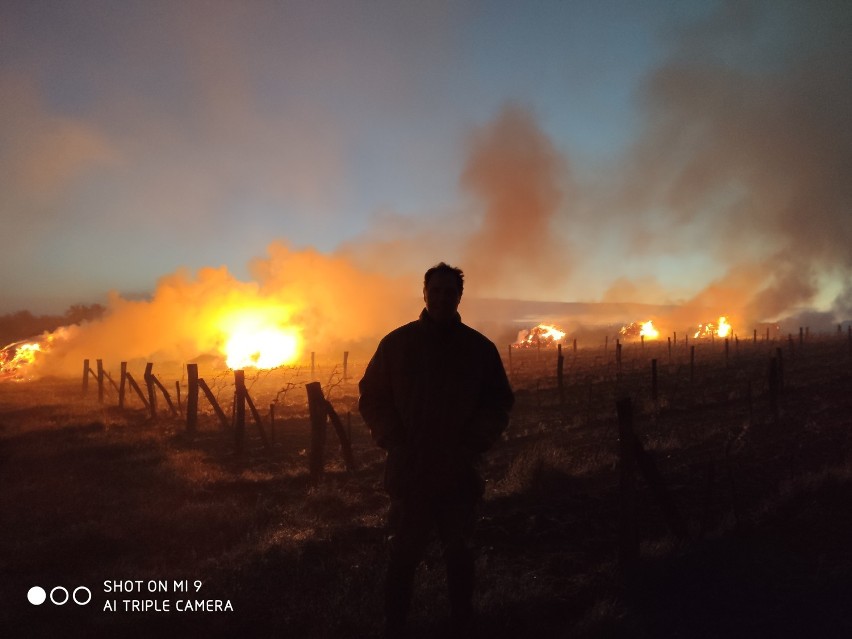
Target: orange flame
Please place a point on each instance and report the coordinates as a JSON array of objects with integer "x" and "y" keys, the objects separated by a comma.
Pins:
[
  {"x": 541, "y": 335},
  {"x": 16, "y": 357},
  {"x": 259, "y": 338},
  {"x": 643, "y": 329},
  {"x": 722, "y": 329}
]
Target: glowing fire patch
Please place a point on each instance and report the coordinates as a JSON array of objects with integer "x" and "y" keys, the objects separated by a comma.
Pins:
[
  {"x": 641, "y": 329},
  {"x": 541, "y": 335},
  {"x": 15, "y": 358},
  {"x": 256, "y": 339},
  {"x": 722, "y": 329}
]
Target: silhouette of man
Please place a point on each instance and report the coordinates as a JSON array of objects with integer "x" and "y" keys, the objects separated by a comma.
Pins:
[{"x": 435, "y": 396}]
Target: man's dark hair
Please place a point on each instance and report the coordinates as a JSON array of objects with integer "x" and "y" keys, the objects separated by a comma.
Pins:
[{"x": 446, "y": 268}]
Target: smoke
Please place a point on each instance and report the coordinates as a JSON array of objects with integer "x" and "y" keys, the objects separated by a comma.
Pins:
[
  {"x": 328, "y": 301},
  {"x": 748, "y": 151},
  {"x": 517, "y": 176}
]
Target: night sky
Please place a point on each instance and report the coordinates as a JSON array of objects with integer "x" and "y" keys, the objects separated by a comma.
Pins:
[{"x": 577, "y": 151}]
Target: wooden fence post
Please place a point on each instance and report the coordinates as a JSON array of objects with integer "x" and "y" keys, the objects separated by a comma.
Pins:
[
  {"x": 137, "y": 390},
  {"x": 345, "y": 442},
  {"x": 628, "y": 546},
  {"x": 149, "y": 383},
  {"x": 258, "y": 421},
  {"x": 100, "y": 368},
  {"x": 319, "y": 414},
  {"x": 560, "y": 364},
  {"x": 192, "y": 398},
  {"x": 122, "y": 385},
  {"x": 654, "y": 381},
  {"x": 223, "y": 419},
  {"x": 239, "y": 410},
  {"x": 272, "y": 424},
  {"x": 774, "y": 388}
]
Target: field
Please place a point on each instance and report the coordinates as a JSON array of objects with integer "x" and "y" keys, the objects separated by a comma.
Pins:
[{"x": 758, "y": 471}]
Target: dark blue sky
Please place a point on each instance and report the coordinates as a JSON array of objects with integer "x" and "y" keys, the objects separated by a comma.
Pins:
[{"x": 139, "y": 138}]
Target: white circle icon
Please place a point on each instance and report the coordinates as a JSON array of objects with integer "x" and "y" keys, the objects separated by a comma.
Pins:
[
  {"x": 36, "y": 595},
  {"x": 88, "y": 598}
]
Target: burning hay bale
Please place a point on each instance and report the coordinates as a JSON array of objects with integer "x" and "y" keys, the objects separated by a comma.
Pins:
[
  {"x": 644, "y": 330},
  {"x": 17, "y": 358},
  {"x": 543, "y": 335},
  {"x": 711, "y": 330}
]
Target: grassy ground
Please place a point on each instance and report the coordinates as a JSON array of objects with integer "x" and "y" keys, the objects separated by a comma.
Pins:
[{"x": 93, "y": 494}]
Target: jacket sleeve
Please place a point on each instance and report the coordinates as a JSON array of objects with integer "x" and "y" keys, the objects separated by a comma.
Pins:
[
  {"x": 495, "y": 403},
  {"x": 376, "y": 403}
]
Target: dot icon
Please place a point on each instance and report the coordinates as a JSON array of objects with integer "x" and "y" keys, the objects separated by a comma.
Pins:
[{"x": 36, "y": 595}]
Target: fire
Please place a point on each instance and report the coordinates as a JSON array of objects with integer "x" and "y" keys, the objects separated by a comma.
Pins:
[
  {"x": 541, "y": 335},
  {"x": 642, "y": 329},
  {"x": 258, "y": 339},
  {"x": 16, "y": 357},
  {"x": 722, "y": 329}
]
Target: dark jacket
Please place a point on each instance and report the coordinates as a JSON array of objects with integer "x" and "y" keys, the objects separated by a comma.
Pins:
[{"x": 435, "y": 397}]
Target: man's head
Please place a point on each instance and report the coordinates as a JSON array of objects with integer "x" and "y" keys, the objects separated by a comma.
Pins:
[{"x": 442, "y": 290}]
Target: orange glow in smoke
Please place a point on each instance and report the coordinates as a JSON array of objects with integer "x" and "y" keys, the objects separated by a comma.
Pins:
[
  {"x": 722, "y": 329},
  {"x": 257, "y": 338},
  {"x": 643, "y": 329},
  {"x": 541, "y": 335}
]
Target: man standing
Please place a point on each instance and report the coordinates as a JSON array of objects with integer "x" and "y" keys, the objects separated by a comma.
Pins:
[{"x": 435, "y": 396}]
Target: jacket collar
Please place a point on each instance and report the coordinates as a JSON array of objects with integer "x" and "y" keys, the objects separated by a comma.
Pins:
[{"x": 429, "y": 324}]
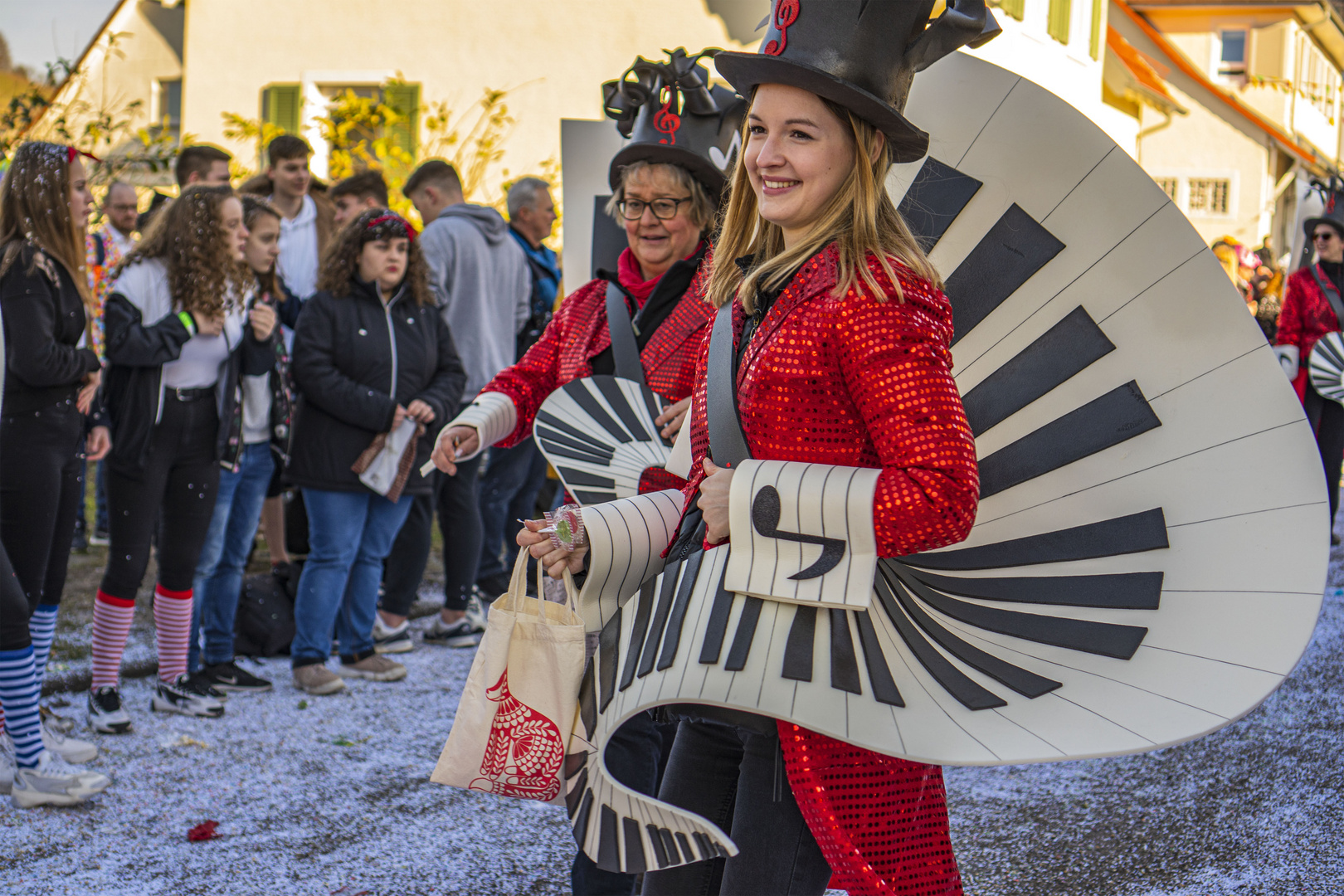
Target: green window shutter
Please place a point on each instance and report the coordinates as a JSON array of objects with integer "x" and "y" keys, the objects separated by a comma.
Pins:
[
  {"x": 1098, "y": 26},
  {"x": 1058, "y": 26},
  {"x": 280, "y": 106},
  {"x": 405, "y": 100}
]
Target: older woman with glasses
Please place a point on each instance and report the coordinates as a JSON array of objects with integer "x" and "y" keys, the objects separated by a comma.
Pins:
[{"x": 1312, "y": 309}]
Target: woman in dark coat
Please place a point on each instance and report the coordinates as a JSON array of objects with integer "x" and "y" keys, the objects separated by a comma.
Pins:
[{"x": 370, "y": 353}]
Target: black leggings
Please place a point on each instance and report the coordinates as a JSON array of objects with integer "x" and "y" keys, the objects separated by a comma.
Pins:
[
  {"x": 178, "y": 484},
  {"x": 41, "y": 489}
]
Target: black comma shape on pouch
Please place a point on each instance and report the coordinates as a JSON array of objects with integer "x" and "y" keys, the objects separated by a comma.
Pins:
[{"x": 765, "y": 518}]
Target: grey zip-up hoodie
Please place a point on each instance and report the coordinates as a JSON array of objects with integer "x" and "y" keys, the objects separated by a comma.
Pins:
[{"x": 481, "y": 284}]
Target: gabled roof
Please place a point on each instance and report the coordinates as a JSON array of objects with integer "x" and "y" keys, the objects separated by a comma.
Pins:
[{"x": 1289, "y": 144}]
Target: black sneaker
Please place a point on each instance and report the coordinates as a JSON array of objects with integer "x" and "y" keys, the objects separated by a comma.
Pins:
[
  {"x": 187, "y": 698},
  {"x": 106, "y": 716},
  {"x": 227, "y": 677}
]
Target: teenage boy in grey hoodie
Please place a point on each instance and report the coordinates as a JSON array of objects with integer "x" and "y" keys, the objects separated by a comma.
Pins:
[{"x": 483, "y": 286}]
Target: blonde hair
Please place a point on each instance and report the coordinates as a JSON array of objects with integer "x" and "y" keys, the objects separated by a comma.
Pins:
[
  {"x": 702, "y": 206},
  {"x": 859, "y": 218}
]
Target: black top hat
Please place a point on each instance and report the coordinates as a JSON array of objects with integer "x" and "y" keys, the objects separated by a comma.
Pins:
[
  {"x": 860, "y": 54},
  {"x": 672, "y": 116}
]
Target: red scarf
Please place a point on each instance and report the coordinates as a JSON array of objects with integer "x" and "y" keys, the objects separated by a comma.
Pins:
[{"x": 632, "y": 278}]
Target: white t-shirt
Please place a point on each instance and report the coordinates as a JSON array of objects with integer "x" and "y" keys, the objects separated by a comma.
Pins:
[{"x": 297, "y": 262}]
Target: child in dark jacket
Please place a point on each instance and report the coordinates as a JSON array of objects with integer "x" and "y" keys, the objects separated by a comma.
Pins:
[{"x": 370, "y": 353}]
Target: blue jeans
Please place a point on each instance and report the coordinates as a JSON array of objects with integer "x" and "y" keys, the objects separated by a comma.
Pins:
[
  {"x": 223, "y": 557},
  {"x": 350, "y": 533},
  {"x": 509, "y": 494}
]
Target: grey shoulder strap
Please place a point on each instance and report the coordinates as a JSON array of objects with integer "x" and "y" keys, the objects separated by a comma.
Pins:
[
  {"x": 626, "y": 353},
  {"x": 728, "y": 441},
  {"x": 1332, "y": 295}
]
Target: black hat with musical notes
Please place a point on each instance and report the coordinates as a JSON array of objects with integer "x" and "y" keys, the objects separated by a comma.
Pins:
[
  {"x": 672, "y": 116},
  {"x": 862, "y": 54}
]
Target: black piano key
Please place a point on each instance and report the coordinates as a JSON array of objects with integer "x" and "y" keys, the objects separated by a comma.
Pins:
[
  {"x": 1060, "y": 353},
  {"x": 555, "y": 449},
  {"x": 686, "y": 848},
  {"x": 609, "y": 655},
  {"x": 670, "y": 844},
  {"x": 578, "y": 477},
  {"x": 637, "y": 631},
  {"x": 660, "y": 618},
  {"x": 608, "y": 848},
  {"x": 845, "y": 666},
  {"x": 934, "y": 199},
  {"x": 1116, "y": 416},
  {"x": 582, "y": 446},
  {"x": 797, "y": 649},
  {"x": 672, "y": 640},
  {"x": 572, "y": 800},
  {"x": 629, "y": 416},
  {"x": 1008, "y": 256},
  {"x": 593, "y": 497},
  {"x": 660, "y": 852},
  {"x": 655, "y": 406},
  {"x": 578, "y": 391},
  {"x": 1103, "y": 638},
  {"x": 879, "y": 674},
  {"x": 633, "y": 846},
  {"x": 745, "y": 635},
  {"x": 952, "y": 679},
  {"x": 718, "y": 625},
  {"x": 587, "y": 700},
  {"x": 1025, "y": 681},
  {"x": 581, "y": 822},
  {"x": 1113, "y": 592},
  {"x": 1132, "y": 533},
  {"x": 572, "y": 431}
]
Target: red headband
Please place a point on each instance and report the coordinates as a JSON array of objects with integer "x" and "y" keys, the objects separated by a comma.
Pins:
[{"x": 392, "y": 218}]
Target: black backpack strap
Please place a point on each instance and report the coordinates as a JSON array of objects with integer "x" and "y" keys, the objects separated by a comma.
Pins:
[
  {"x": 1332, "y": 295},
  {"x": 728, "y": 441},
  {"x": 626, "y": 353}
]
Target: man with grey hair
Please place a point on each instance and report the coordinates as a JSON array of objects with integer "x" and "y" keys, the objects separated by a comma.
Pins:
[{"x": 515, "y": 476}]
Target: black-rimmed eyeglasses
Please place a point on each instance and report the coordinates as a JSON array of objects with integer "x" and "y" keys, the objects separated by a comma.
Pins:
[{"x": 663, "y": 208}]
········
• YOUR OBJECTIVE
Starting with the line that contains "Target: red headband", print each line through the last one in the listing. Include both end lines and add nothing.

• ANSWER TO THE TASK
Target: red headband
Please place a point on each instance and report the coordinates as a JSON array of objects with integer "x" and "y" keys, the objects separated by a comma.
Pins:
[{"x": 392, "y": 218}]
Target: black backpack strap
Please place a point on each instance and report the coordinates as a JSON array of objects with integer "x" and "y" keys, the objects separated by a comma.
Pins:
[
  {"x": 1332, "y": 295},
  {"x": 728, "y": 441},
  {"x": 626, "y": 353}
]
Target: man with grey hair
Please place a point on each instance and report the coordinates as a JSON array of objects with integer "x" and "y" keys, the objects separated by a comma.
Pins:
[{"x": 515, "y": 476}]
Target: black-rimmed eyeglasses
Please place a point on each instance and report the coordinates as a JSON array of objects with integer "x" and "y" keys, the objects separated by a comma.
Pins:
[{"x": 663, "y": 208}]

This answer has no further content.